Records drawn from a dataset:
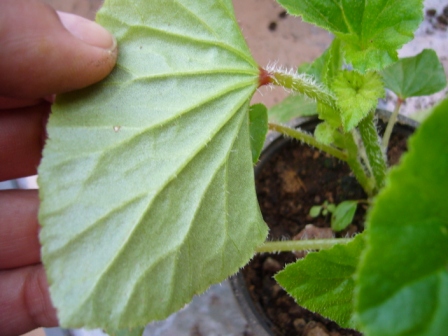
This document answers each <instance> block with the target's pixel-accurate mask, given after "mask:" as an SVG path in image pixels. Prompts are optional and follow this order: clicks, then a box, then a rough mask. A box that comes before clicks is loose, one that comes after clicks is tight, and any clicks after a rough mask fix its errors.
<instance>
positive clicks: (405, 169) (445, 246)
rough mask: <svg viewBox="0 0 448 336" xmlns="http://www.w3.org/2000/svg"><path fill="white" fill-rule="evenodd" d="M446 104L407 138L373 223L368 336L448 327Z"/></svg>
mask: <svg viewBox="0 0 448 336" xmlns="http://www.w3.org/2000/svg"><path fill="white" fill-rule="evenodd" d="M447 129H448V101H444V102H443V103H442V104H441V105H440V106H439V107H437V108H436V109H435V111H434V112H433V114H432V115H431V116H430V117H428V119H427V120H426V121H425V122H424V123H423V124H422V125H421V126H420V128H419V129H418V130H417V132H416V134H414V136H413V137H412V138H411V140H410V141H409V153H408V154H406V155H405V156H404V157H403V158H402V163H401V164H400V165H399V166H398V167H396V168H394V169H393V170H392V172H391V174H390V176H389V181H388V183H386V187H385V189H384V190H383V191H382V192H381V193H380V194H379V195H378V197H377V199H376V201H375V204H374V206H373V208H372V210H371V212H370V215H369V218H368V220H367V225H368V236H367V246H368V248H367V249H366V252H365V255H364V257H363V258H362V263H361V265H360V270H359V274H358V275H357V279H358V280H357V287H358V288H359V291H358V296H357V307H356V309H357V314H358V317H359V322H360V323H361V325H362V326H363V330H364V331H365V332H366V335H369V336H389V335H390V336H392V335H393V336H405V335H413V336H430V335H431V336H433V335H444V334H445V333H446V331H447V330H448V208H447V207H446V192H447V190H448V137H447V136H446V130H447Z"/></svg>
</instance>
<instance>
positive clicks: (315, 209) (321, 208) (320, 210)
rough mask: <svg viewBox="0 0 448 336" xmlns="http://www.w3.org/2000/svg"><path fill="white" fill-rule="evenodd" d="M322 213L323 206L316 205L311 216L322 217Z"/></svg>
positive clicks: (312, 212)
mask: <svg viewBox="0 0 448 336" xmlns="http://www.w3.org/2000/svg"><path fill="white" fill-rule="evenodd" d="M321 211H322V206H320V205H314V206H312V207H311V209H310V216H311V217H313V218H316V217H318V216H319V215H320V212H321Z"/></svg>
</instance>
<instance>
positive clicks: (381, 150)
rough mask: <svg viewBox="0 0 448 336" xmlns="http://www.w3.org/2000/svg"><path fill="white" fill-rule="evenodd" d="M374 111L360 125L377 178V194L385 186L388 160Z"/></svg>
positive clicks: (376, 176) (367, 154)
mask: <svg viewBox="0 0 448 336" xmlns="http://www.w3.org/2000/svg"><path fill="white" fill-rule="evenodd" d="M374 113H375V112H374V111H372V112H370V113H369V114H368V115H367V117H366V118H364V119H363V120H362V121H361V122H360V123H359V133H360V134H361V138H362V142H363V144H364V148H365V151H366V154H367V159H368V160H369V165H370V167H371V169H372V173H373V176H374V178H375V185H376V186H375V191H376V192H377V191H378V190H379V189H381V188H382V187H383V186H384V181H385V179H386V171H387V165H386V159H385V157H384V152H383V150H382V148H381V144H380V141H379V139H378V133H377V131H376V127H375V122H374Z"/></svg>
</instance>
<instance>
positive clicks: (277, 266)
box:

__Goal of the exercise__:
Would it be possible to print the records above verbatim, pictures omitted?

__Expected answer__:
This document answers each <instance> block with the target's pixel-accurate mask, given after "mask:" as an SVG path in image pixels. Prompts are optional and follow this order: clicks, then a box, then a rough mask. A box that comes before clicks is loose, one that comes after clicks is tight, and any clicks after a rough mask fix its errors.
<instance>
positive clicks: (405, 169) (445, 246)
rough mask: <svg viewBox="0 0 448 336" xmlns="http://www.w3.org/2000/svg"><path fill="white" fill-rule="evenodd" d="M446 104L407 138L373 223L368 336L448 327Z"/></svg>
mask: <svg viewBox="0 0 448 336" xmlns="http://www.w3.org/2000/svg"><path fill="white" fill-rule="evenodd" d="M447 129H448V101H444V102H443V103H442V104H441V105H440V106H439V107H437V108H436V109H435V111H434V112H433V114H432V115H431V116H430V117H428V119H427V120H426V121H425V122H424V123H423V124H422V125H421V126H420V128H419V129H418V130H417V132H416V134H414V136H413V137H412V138H411V140H410V141H409V153H408V154H406V155H405V156H404V157H403V158H402V163H401V164H400V165H399V166H398V167H396V168H394V169H393V170H392V172H391V174H390V176H389V181H388V183H386V187H385V189H384V190H383V191H382V192H381V193H380V194H379V195H378V197H377V199H376V201H375V204H374V206H373V208H372V210H371V212H370V215H369V218H368V220H367V225H368V236H367V246H368V248H367V249H366V252H365V255H364V257H363V258H362V263H361V265H360V270H359V274H358V275H357V279H358V280H357V287H358V288H359V291H358V296H357V307H356V309H357V314H358V317H359V322H360V323H361V325H362V326H363V330H364V331H365V332H366V335H369V336H389V335H390V336H392V335H393V336H405V335H413V336H430V335H431V336H433V335H444V334H445V333H446V331H447V330H448V208H447V207H446V192H447V190H448V137H447V136H446V130H447Z"/></svg>
</instance>
<instance>
positive clicks: (315, 209) (321, 208) (320, 210)
rough mask: <svg viewBox="0 0 448 336" xmlns="http://www.w3.org/2000/svg"><path fill="white" fill-rule="evenodd" d="M322 213L323 206L316 205L311 216L322 217Z"/></svg>
positive clicks: (312, 212)
mask: <svg viewBox="0 0 448 336" xmlns="http://www.w3.org/2000/svg"><path fill="white" fill-rule="evenodd" d="M321 211H322V206H320V205H314V206H312V207H311V209H310V216H311V217H313V218H316V217H318V216H319V215H320V212H321Z"/></svg>
</instance>
<instance>
positive clicks: (381, 150)
rough mask: <svg viewBox="0 0 448 336" xmlns="http://www.w3.org/2000/svg"><path fill="white" fill-rule="evenodd" d="M374 111L360 125L377 178V194L385 186L388 160Z"/></svg>
positive clicks: (376, 176) (367, 154)
mask: <svg viewBox="0 0 448 336" xmlns="http://www.w3.org/2000/svg"><path fill="white" fill-rule="evenodd" d="M374 113H375V112H374V111H372V112H370V113H369V114H368V115H367V117H366V118H364V119H363V120H362V121H361V122H360V123H359V133H360V134H361V138H362V142H363V144H364V148H365V151H366V154H367V159H368V160H369V165H370V167H371V169H372V173H373V176H374V178H375V185H376V186H375V191H376V192H377V191H378V190H379V189H381V188H382V187H383V186H384V181H385V179H386V171H387V165H386V159H385V157H384V152H383V150H382V148H381V144H380V141H379V139H378V133H377V131H376V127H375V122H374Z"/></svg>
</instance>
<instance>
positive clicks: (277, 266)
box:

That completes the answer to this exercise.